GIVEN TASK ▸ Continue the review of Daughter of China below from the point where it stops.

SOURCE ▸

The relationship between China and the United States is extraordinarily
complex, seemingly made up of equal parts hope, racism, & misunderstanding.
The hope is a product of over a century's worth of Protestant missionaries
trying to bring the Good Word to an enormous population of potential converts
and of millions of Chinese immigrants finding economic opportunity here
in the States. The racism too flows both ways, with each nation's
people believing the other's to be barbarians. The mutual misunderstanding
comes from myriad sources, but probably has its greatest impetus in the
most fundamental difference between the two cultures, the difference which
paradoxically serves as the main attractant and repellent between the two
: American openness and Chinese reserve. In a sense, what each
values in the other is what it has least of itself. The image of
the "Ugly American," though partly a caricature, is also fair to
the extent that it's a product of our inability to keep our opinions, ideas,
and feelings to ourselves. Meanwhile, the competing image of the
"inscrutable Oriental," though freighted with racist overtones, reflects
American inability to understand people who don't "share" as much of themselves
as we do. It's easy to see then that two peoples who are so different
would find each other intriguing. Daughter of China plumbs
these themes, both on a personal and a political level, and, though a little
uneven, serves as a valuable look at one Chinese woman's confrontation
with East and West.
Meihong Xu was raised in the rural village of Lishi. A devoted
Maoist from an early age, even to the point of allowing political suspicions
to color her perceptions of her father and a devoted Aunt, she joined the
People's Liberation Army in 1981 and was chosen to become one of the "twelve
pandas," a dozen young women selected for an elite intelligence unit and
sent for special training at the prestigious Institute for International
Relations in Nanjing. Once there however, she became a disciple of
an at least mildly pro-Western officer, known as "the Coffee General"
for his Western ways, including a preference for coffee over tea.
He hoped to open an institute which would immerse trainees in American
culture and so Meihong was sent in 1988 to the Center for Chinese and American
Studies, a joint venture of Johns Hopkins and Nanjing University.
There, in addition to her studies, she was asked by a friend in the Ministry
of State Security to keep an eye on Larry Engelmann, an American instructor
they suspected of spying.

[Data extracted from a collection]
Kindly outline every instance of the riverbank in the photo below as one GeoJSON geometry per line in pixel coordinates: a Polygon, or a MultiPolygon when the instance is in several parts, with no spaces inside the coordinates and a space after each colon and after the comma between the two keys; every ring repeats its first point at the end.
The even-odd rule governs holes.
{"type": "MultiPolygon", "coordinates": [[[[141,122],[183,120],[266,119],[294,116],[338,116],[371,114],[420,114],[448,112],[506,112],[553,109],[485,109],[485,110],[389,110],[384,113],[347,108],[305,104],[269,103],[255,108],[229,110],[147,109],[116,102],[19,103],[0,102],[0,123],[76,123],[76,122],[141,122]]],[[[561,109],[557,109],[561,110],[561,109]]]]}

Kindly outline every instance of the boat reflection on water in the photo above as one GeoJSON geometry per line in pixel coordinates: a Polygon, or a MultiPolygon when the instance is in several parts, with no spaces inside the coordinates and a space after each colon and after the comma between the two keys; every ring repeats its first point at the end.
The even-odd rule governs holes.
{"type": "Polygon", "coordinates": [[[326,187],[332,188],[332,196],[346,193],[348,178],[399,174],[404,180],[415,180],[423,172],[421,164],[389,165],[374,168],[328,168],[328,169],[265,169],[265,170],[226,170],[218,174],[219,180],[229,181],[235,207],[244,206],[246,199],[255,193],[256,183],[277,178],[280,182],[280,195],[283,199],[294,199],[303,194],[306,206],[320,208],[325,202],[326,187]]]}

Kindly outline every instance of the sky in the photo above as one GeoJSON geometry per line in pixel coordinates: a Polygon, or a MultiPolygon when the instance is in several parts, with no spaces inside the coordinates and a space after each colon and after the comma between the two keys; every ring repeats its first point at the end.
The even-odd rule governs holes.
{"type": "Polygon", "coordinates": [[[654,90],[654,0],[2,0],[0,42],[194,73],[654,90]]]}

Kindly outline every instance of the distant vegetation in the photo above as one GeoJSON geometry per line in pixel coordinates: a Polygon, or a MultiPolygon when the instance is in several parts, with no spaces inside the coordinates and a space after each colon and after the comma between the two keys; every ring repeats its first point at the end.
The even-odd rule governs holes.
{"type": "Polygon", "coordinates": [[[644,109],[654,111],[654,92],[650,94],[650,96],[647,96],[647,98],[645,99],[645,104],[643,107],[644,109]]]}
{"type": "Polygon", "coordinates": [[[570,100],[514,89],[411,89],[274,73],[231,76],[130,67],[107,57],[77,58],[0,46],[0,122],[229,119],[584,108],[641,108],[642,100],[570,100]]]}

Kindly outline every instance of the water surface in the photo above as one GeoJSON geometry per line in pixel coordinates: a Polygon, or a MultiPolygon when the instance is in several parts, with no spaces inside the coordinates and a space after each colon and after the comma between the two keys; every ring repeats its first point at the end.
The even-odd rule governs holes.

OUTPUT OF THE EXERCISE ▸
In accordance with her assignment she cultivated a relationship with
Engelmann, but soon found him too naive and trusting too conceivably be
an intelligence operative. Moreover, his innocence, good humor and
emotional openness was so appealing to her that she found herself becoming
enamored with him. Engelmann, for his part, lonely, unhappy, and
thousands of miles from home, fell in love with her. But their
nascent relationship was abruptly ended when Chinese Intelligence ordered
Engelmann out of the country and arrested and interrogated Xu, apparently
motivated in large part by the desire of certain elements within the government
to use her to get at the Coffee General and other pro-West officials.
Xu ended up being expelled from the PLA and sent back to her village, to
work as a peasant. But she eventually got word to Engelmann in the
States and the remainder of the book details their efforts to get her out
Though the story is billed a romance, there's an awkward unreality to
the relationship between Xu and Engelmann, who seem at times to be in love
with the idea of each other more than with the actual person. But
the political portrait of modern China more than makes up for any weaknesses
in the love angle. Meihong Xu's journey from committed daughter of
the revolution to doubt-filled young adult to San Jose, California makes
for really compelling reading. One of the most unfortunate aspects
of the American-Chinese relationship, and this I think is mostly a product
of latent racism, is that we in the West do not take seriously the
mass murder, repression, and aggression of China's Communist government.
We are all too willing to minimize their crimes, or excuse them altogether,
as an unfortunate byproduct of an understandable nationalist reaction to
decades of Western imperialism.
It would be better for all concerned, but especially for the people
of China, if we in the West understood the reality of life there better.
The best way to develop this understanding is for a dissident literary
tradition to emerge, as it did in the Soviet Union. This has begun
to happen with books like this one, the works of Anchee Min (other than
the unfortunate Becoming
Madame Mao), and other authors like Ha
Jin. Most significantly, Philip
Short's great recent biography of Mao goes a long way to revising the
largely benign view of him, and the recently released Tiananmen
Papers may prove a turning point similar to the publication of Solzhenitsyn's
devastating Gulag Archipelago.
The ultimate value of this book then lies not in its love story, which
is charming enough though ultimately not terribly compelling (to anyone
but the participants); it lies instead in its revelatory portrait of one
young woman's experiences in Red China, a nightmare world no less repressive
and monstrous than the USSR. In this regard it is invaluable and
I recommend it to anyone who still harbors the belief that Maoist China
has been qualitatively different from any of the old Iron Curtain regimes.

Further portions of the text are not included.